Quoted text
BENNETT SILVERSHEIN ASSOCIATES, BENNETT SILVERSHEIN, JOAN WOLFSON, AND MARILYN E. SILVERSHEIN, PLAINTIFFS,
v.
JAY FURMAN, INDIVIDUALLY AND AS EXECUTOR OF THE ESTATE OF MORRIS FURMAN, BARBARA MURRAY, INDIVIDUALLY AND AS EXECUTRIX OF ESTATE OF MORRIS FURMAN, GAIL FURMAN, ROBERT MURRAY, JOSEPH ADES, ALBERT ADES, ROBERT ADES, MICHAEL ADES, WALTER J. SAMUELS, BARJAY ASSOCIATES, BARJAY MANAGEMENT INC., REALTY INVESTORS DEVELOPMENT CORP., R.D. MANAGEMENT CORP., HYANNIS ASSOCIATES, TWENTY-FIRST AP # 9 CORP., SSF HYANNIS ASSOCIATES, SOMERVILLE S.C. ASSOCIATES, JAY-BOB ASSOCIATES, CHAMBERSBURG ASSOCIATES, EDGEWOOD ASSOCIATES, SSB REALTY ASSOCIATES, TWENTY-THIRD GLASGOW CORP., C & A ASSOCIATES, ST. ALBANS ASSOCIATES, AND TWENTY-SIXTH ST. ALBANS CORP., DEFENDANTS.

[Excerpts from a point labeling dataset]

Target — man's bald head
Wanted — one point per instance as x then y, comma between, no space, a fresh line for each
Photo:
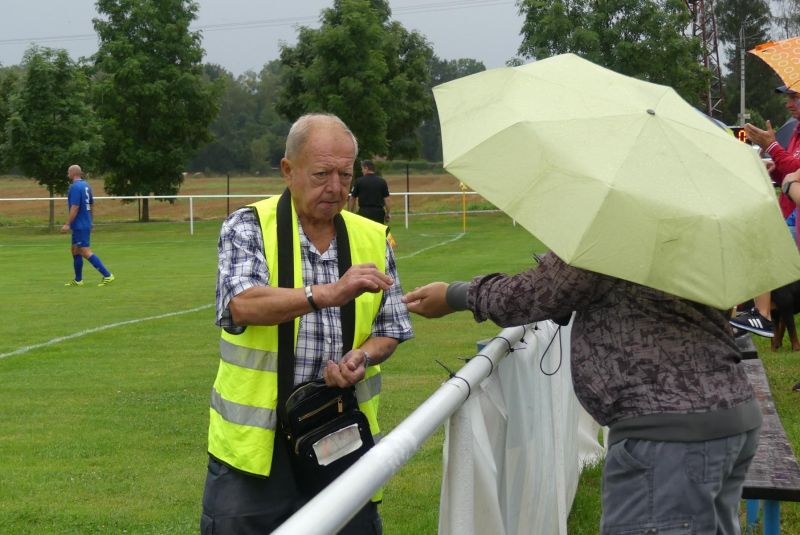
74,171
302,127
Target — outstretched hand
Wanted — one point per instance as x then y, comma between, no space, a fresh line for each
358,279
347,372
429,301
762,138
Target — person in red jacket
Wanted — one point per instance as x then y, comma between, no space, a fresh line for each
784,161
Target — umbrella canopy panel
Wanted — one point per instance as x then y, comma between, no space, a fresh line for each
618,176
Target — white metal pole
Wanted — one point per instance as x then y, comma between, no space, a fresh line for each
332,508
405,203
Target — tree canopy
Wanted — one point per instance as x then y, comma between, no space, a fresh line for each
747,22
365,68
249,133
150,93
50,124
442,71
641,38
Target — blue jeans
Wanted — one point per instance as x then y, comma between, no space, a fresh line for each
676,487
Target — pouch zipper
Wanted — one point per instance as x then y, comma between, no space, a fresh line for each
337,400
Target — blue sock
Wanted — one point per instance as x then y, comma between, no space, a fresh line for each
98,265
77,263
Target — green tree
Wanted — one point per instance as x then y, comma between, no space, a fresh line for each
150,92
50,125
365,68
9,77
249,134
641,38
442,71
747,22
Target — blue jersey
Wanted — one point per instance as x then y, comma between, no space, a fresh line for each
80,195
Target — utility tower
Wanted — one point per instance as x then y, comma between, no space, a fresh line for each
704,27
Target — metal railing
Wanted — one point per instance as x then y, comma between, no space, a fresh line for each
191,198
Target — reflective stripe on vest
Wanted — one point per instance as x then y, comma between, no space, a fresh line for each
243,414
244,397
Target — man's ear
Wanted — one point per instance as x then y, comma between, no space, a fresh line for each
286,171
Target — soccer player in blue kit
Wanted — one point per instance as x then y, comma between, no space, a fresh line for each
80,200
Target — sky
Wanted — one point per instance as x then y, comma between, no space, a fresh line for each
243,35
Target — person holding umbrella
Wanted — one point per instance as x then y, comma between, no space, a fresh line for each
660,371
648,250
785,160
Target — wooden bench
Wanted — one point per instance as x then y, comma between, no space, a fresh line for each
774,475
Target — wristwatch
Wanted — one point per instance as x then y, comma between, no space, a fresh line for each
367,360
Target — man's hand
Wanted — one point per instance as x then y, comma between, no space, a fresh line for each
429,301
358,279
348,372
762,138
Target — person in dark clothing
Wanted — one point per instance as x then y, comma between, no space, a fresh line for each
372,194
662,372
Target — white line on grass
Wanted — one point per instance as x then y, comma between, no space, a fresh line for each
98,329
415,253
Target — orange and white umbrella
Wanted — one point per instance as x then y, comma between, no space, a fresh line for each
784,58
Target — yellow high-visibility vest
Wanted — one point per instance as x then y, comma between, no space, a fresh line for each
244,398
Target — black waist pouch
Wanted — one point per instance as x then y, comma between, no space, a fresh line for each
326,432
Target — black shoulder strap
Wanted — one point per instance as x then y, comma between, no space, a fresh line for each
285,280
348,311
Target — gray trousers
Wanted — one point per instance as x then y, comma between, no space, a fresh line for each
676,488
235,503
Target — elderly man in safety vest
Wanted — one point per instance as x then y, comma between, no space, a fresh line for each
250,487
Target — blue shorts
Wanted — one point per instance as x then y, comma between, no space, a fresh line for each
80,237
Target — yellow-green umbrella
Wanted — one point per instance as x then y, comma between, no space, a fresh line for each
619,176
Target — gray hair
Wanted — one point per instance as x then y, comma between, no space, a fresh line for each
298,133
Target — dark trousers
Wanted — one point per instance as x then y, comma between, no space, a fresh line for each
235,503
676,487
376,213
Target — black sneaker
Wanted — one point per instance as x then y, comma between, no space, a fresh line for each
754,322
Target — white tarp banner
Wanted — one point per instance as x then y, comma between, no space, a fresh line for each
513,452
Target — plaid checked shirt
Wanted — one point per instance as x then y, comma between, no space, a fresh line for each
242,265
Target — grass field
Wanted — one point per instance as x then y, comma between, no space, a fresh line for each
104,390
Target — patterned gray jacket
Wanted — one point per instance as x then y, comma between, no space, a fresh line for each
648,364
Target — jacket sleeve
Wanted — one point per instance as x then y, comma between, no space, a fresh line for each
553,290
785,163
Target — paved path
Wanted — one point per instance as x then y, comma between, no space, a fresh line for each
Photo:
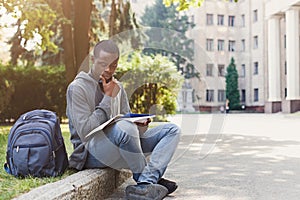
236,157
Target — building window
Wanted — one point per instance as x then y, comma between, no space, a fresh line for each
209,95
255,42
209,19
220,20
242,20
221,70
230,20
256,97
255,16
243,95
243,70
221,96
255,68
221,45
209,44
209,69
243,45
231,45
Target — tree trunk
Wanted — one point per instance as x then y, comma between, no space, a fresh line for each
112,19
68,42
83,9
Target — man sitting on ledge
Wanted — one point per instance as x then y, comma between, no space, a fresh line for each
95,97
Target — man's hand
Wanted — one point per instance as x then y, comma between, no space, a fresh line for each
145,123
111,88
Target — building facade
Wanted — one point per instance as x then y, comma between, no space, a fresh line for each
263,38
283,56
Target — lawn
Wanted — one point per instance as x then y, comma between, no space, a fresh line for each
9,185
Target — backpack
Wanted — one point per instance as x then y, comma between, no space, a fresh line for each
36,146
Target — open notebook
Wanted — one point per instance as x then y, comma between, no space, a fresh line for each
133,117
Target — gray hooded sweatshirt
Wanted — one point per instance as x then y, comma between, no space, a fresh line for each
87,108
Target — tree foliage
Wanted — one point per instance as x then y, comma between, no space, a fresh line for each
151,82
28,88
65,29
186,4
167,36
232,92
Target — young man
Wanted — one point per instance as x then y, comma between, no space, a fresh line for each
123,144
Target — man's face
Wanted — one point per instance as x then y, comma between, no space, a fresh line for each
105,64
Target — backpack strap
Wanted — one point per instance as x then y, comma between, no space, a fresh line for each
6,168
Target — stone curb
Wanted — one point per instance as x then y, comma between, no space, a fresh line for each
87,184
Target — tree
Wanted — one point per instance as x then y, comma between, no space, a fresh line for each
186,4
232,92
167,36
151,82
64,28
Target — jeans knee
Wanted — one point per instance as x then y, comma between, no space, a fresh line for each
125,130
174,129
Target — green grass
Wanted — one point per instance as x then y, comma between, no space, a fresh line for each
10,186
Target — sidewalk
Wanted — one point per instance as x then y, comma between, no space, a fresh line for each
235,157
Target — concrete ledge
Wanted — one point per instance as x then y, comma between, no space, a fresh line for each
87,184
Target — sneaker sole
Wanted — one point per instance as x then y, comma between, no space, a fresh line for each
153,192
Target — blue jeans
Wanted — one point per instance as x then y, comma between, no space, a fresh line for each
122,146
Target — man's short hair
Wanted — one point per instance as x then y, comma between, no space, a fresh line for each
107,46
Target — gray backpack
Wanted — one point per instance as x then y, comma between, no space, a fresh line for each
36,146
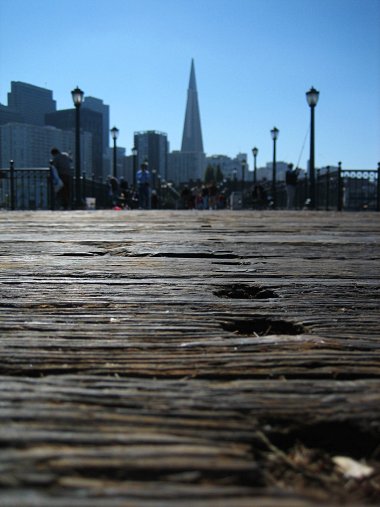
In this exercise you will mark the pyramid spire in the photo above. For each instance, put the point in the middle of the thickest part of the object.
(192, 132)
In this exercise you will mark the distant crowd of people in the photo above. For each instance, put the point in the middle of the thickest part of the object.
(141, 196)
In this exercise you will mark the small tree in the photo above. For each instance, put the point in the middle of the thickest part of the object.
(209, 174)
(219, 177)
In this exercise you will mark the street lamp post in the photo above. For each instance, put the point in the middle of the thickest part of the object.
(312, 99)
(114, 133)
(274, 133)
(134, 154)
(255, 151)
(243, 166)
(77, 95)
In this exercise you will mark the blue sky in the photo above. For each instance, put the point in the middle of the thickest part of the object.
(254, 61)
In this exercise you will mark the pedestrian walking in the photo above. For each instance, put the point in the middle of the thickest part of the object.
(63, 163)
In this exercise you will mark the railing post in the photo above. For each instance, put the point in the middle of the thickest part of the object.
(340, 187)
(51, 189)
(84, 194)
(327, 187)
(12, 184)
(378, 187)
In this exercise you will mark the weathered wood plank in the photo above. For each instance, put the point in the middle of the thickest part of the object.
(175, 358)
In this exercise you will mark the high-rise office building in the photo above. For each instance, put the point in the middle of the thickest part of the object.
(153, 147)
(29, 145)
(192, 133)
(31, 102)
(189, 163)
(8, 115)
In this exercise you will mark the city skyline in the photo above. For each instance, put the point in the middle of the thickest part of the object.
(254, 61)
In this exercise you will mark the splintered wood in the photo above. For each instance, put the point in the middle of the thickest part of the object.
(200, 359)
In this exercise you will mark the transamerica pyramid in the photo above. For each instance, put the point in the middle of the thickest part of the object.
(192, 132)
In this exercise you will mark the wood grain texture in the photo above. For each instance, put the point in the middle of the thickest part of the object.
(203, 359)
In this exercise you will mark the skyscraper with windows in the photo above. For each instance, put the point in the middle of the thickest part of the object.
(189, 163)
(153, 147)
(192, 133)
(31, 102)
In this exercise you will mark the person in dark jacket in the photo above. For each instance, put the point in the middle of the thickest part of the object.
(62, 162)
(291, 178)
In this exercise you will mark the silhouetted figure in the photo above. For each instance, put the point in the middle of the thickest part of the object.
(62, 162)
(291, 179)
(143, 184)
(113, 190)
(259, 197)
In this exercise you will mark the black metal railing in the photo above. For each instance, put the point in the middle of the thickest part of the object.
(32, 189)
(338, 189)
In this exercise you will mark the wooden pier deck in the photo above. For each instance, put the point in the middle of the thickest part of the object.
(193, 359)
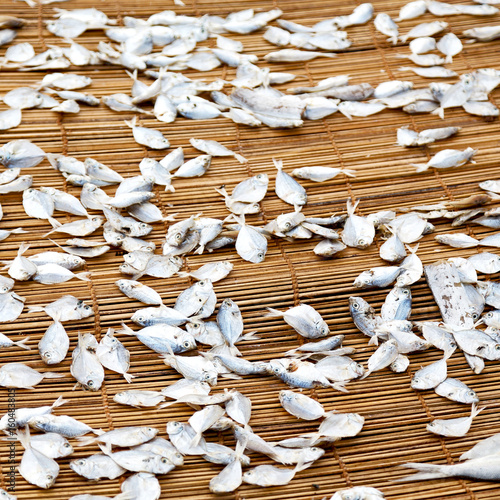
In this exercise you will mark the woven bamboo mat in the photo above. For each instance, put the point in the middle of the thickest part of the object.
(395, 414)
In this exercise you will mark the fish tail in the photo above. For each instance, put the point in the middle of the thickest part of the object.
(240, 158)
(273, 313)
(128, 377)
(196, 440)
(426, 471)
(421, 167)
(53, 375)
(23, 248)
(85, 276)
(351, 207)
(59, 402)
(345, 113)
(126, 330)
(348, 172)
(438, 111)
(278, 163)
(35, 309)
(22, 344)
(131, 123)
(222, 191)
(339, 386)
(53, 222)
(85, 440)
(234, 351)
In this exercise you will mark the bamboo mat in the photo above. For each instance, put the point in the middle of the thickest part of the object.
(395, 414)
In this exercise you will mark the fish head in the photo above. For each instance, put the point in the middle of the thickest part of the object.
(80, 466)
(187, 342)
(275, 367)
(65, 449)
(286, 396)
(50, 357)
(174, 428)
(359, 306)
(210, 377)
(75, 261)
(262, 179)
(321, 328)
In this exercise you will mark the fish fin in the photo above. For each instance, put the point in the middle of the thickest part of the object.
(53, 375)
(232, 376)
(475, 411)
(199, 250)
(249, 336)
(348, 172)
(273, 313)
(59, 402)
(240, 158)
(85, 276)
(54, 223)
(421, 167)
(426, 471)
(105, 448)
(24, 436)
(345, 113)
(22, 344)
(412, 250)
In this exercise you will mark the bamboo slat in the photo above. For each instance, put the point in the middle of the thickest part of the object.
(395, 414)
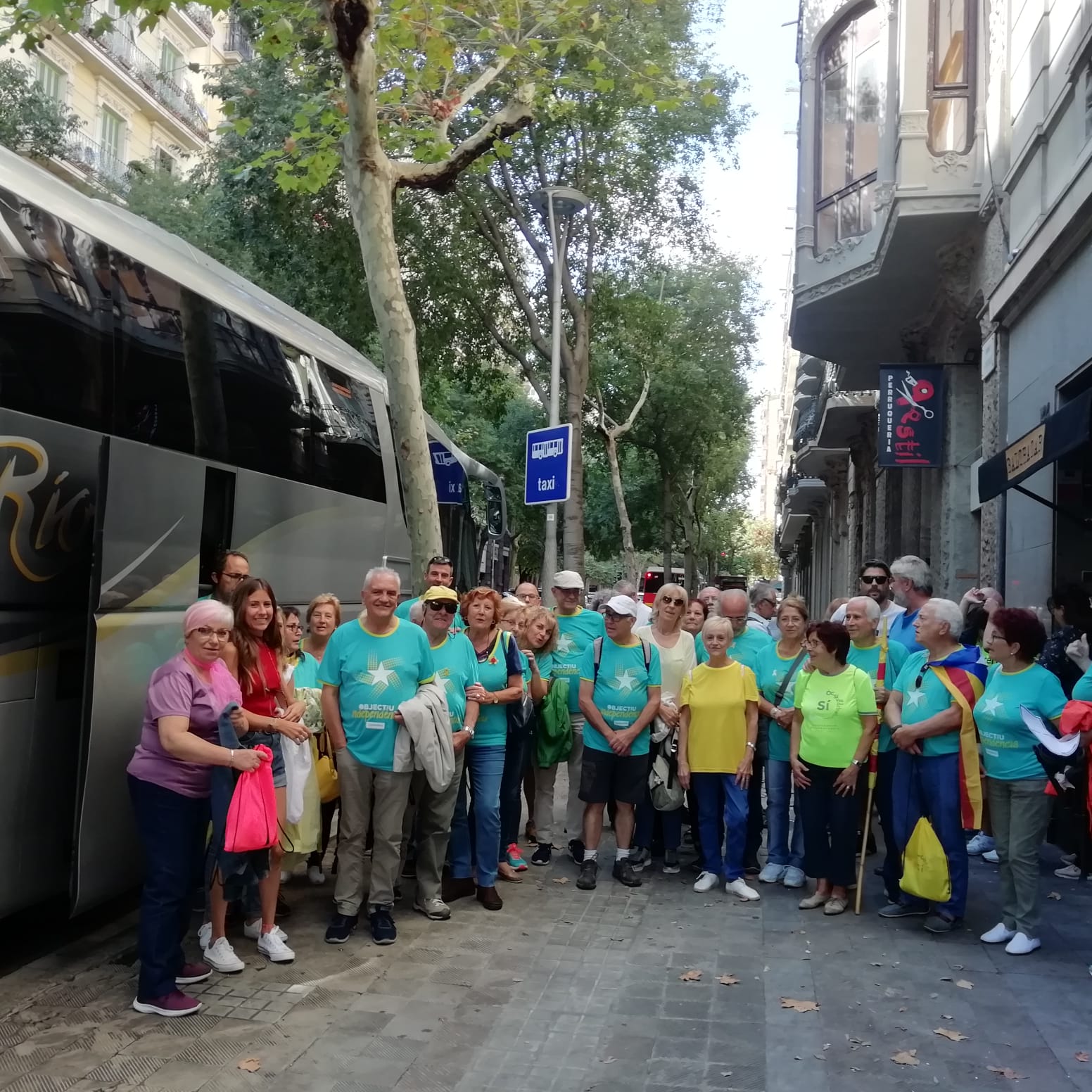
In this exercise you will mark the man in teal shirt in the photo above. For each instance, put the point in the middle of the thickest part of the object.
(368, 670)
(862, 616)
(576, 630)
(619, 696)
(746, 646)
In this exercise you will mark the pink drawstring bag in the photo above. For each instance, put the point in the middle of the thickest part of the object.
(251, 817)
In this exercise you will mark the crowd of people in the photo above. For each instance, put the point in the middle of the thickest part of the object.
(425, 725)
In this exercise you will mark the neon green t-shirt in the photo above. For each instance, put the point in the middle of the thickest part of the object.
(832, 706)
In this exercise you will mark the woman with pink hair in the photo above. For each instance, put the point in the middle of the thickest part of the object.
(170, 782)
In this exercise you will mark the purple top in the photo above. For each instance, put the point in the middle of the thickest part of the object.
(176, 690)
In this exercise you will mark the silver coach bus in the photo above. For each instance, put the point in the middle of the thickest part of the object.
(155, 409)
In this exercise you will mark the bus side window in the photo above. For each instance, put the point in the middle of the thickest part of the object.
(56, 318)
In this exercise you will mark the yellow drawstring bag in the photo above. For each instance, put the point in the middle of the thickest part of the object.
(925, 866)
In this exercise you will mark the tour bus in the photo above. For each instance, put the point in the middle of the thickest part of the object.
(156, 407)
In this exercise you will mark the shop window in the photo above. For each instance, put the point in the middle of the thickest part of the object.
(951, 75)
(849, 128)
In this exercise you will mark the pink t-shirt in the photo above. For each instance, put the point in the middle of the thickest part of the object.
(176, 690)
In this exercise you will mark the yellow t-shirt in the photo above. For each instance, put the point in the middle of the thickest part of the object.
(718, 698)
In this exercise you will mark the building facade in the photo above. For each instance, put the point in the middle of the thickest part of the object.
(139, 94)
(898, 248)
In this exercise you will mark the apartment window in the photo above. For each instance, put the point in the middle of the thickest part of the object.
(51, 79)
(951, 53)
(114, 136)
(849, 128)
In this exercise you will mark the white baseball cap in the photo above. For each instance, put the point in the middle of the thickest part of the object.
(621, 604)
(568, 581)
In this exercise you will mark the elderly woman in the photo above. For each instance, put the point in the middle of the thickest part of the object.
(1019, 807)
(678, 659)
(500, 682)
(834, 722)
(170, 783)
(779, 668)
(718, 733)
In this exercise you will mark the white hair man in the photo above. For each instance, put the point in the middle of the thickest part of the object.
(372, 665)
(912, 587)
(931, 721)
(863, 615)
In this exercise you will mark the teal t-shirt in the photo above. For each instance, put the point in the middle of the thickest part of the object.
(769, 674)
(375, 673)
(575, 633)
(457, 668)
(868, 661)
(1007, 746)
(921, 702)
(500, 661)
(621, 690)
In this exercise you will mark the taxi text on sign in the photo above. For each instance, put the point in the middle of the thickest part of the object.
(548, 465)
(912, 415)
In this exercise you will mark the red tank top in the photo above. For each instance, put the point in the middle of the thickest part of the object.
(262, 686)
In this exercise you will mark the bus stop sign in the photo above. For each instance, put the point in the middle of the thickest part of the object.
(548, 466)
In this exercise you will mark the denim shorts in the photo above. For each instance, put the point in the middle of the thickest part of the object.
(272, 739)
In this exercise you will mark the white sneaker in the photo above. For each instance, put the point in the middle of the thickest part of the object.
(253, 931)
(221, 957)
(274, 949)
(741, 889)
(998, 935)
(981, 843)
(1021, 945)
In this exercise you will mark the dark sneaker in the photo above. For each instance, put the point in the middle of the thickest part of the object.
(589, 870)
(341, 928)
(623, 872)
(192, 973)
(937, 923)
(382, 926)
(176, 1004)
(901, 910)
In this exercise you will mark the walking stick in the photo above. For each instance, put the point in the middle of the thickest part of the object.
(872, 766)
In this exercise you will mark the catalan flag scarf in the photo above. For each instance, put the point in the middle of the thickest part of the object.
(965, 678)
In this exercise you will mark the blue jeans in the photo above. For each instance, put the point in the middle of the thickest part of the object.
(780, 795)
(172, 829)
(708, 787)
(476, 834)
(929, 787)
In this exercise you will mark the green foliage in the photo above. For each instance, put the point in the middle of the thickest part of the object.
(31, 122)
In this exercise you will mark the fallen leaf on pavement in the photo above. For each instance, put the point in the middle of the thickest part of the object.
(956, 1036)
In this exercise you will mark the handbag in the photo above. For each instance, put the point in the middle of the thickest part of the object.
(251, 816)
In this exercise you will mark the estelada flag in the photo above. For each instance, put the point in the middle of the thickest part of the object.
(963, 675)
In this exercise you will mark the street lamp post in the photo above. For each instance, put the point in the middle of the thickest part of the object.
(552, 201)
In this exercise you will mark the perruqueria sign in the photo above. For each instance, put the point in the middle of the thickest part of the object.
(1054, 437)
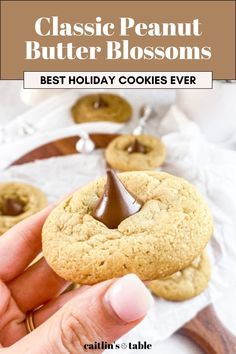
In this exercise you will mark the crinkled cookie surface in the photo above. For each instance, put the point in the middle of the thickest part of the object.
(171, 229)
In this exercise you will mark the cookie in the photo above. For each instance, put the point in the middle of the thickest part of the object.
(171, 229)
(101, 107)
(123, 153)
(186, 283)
(17, 202)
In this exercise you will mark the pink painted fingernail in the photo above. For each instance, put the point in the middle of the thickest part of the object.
(129, 298)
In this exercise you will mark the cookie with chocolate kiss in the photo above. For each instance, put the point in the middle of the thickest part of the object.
(135, 153)
(169, 227)
(17, 202)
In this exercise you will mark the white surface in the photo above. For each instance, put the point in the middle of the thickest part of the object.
(225, 309)
(213, 110)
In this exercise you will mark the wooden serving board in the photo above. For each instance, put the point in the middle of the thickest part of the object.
(205, 329)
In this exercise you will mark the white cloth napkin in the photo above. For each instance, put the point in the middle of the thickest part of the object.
(52, 120)
(210, 168)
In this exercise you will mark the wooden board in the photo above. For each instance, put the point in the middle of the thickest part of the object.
(205, 329)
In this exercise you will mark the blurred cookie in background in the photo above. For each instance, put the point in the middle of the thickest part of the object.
(101, 107)
(17, 202)
(135, 153)
(184, 284)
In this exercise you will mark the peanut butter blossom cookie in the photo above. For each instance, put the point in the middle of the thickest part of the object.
(17, 202)
(148, 223)
(135, 153)
(186, 283)
(101, 107)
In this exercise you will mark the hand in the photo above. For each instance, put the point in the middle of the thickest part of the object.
(67, 322)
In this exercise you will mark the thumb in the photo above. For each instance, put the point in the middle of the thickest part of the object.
(103, 313)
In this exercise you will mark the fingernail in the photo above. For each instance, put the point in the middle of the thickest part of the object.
(129, 298)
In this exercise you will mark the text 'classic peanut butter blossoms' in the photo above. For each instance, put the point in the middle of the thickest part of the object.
(169, 228)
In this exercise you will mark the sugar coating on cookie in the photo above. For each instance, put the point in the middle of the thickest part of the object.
(118, 156)
(171, 229)
(31, 198)
(184, 284)
(101, 107)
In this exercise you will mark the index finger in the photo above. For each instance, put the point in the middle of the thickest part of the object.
(21, 244)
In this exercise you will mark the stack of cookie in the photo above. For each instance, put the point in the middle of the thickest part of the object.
(148, 223)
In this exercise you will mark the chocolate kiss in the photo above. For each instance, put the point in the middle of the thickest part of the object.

Task instructions
1/ Repeat the case caption word for word, starting at "JAY FURMAN, INDIVIDUALLY" and ending at "ALBANS CORP., DEFENDANTS.".
2/ Write the next part of the case caption, picking up right after its final line.

Final answers
1/
JAY FURMAN, INDIVIDUALLY AND AS EXECUTOR OF THE ESTATE OF MORRIS FURMAN, BARBARA MURRAY, INDIVIDUALLY AND AS EXECUTRIX OF ESTATE OF MORRIS FURMAN, GAIL FURMAN, ROBERT MURRAY, JOSEPH ADES, ALBERT ADES, ROBERT ADES, MICHAEL ADES, WALTER J. SAMUELS, BARJAY ASSOCIATES, BARJAY MANAGEMENT INC., REALTY INVESTORS DEVELOPMENT CORP., R.D. MANAGEMENT CORP., HYANNIS ASSOCIATES, TWENTY-FIRST AP # 9 CORP., SSF HYANNIS ASSOCIATES, SOMERVILLE S.C. ASSOCIATES, JAY-BOB ASSOCIATES, CHAMBERSBURG ASSOCIATES, EDGEWOOD ASSOCIATES, SSB REALTY ASSOCIATES, TWENTY-THIRD GLASGOW CORP., C & A ASSOCIATES, ST. ALBANS ASSOCIATES, AND TWENTY-SIXTH ST. ALBANS CORP., DEFENDANTS.

2/
The opinion of the court was delivered by: Mukasey, District Judge.

OPINION AND ORDER

Plaintiffs Bennett Silvershein Associates, Bennett Silvershein, Joan Wolfson, and Marilyn E. Silvershein move to disqualify Kronish, Lieb, Weiner & Hellman from acting as trial counsel for defendants Jay Furman, Joseph Ades, Albert Ades, Robert Ades, Walter Samuels, several other family members of the foregoing individuals, and several partnerships and corporations controlled by the individual defendants. Ten years before the filing of this civil RICO action with pendent state law claims, Bennett Silvershein ("Silvershein") briefly consulted Joseph Hellman, a name partner at Kronish Lieb, about certain matters tenuously related to the matters at issue in this action. For reasons set forth below, plaintiffs' motion is denied.

I.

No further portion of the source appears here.